### EXERCISE OBJECTIVE
Once you reach the line containing "[[374, 338], [137, 188]]", write out that line and every remaining line of the records exactly.

(Records excerpted from a collection)
☆ ☆ ☆ ☆
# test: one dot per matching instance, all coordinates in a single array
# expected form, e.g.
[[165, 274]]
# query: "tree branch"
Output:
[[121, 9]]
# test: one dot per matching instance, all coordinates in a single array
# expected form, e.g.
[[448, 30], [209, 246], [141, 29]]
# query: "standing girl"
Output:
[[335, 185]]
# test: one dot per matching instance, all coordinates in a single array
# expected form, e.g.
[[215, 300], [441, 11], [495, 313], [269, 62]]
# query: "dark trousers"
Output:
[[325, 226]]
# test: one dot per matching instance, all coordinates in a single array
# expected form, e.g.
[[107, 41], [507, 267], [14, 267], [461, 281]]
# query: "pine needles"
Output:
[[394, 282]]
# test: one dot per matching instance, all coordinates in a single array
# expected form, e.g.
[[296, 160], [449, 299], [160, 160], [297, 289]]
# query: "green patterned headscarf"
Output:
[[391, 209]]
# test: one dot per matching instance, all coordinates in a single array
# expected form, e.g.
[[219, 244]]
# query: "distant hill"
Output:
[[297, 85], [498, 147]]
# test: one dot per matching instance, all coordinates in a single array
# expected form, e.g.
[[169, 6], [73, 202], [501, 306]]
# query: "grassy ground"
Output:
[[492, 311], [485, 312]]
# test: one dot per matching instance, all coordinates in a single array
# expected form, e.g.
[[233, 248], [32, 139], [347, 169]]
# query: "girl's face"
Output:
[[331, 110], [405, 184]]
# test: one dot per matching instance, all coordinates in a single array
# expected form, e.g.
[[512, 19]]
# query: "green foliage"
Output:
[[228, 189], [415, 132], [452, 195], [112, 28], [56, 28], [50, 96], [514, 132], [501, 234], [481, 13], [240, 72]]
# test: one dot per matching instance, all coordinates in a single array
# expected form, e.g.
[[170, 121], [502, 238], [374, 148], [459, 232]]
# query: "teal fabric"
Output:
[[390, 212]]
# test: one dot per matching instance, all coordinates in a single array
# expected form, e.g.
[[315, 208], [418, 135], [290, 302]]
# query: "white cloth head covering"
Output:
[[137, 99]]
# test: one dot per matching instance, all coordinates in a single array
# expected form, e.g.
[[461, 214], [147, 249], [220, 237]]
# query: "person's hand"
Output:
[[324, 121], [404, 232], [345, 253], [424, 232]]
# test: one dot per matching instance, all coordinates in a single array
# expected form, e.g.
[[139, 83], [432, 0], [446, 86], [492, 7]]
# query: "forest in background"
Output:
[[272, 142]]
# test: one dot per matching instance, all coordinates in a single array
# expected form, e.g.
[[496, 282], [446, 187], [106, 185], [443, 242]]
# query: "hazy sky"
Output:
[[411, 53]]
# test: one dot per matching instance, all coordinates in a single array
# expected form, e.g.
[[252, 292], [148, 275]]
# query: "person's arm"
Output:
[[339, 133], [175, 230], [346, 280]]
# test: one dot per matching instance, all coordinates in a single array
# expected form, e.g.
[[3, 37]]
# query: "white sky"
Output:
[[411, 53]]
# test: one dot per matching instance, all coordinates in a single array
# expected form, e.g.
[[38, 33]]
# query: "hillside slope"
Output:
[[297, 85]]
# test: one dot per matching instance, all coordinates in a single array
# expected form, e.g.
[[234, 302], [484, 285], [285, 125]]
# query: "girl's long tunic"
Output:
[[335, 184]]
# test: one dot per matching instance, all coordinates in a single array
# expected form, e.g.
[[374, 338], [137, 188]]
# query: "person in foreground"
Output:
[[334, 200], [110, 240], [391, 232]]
☆ ☆ ☆ ☆
### SOLUTION TO THIS TASK
[[374, 338], [137, 188]]
# query: "person in foreground"
Output:
[[334, 200], [110, 240], [391, 232]]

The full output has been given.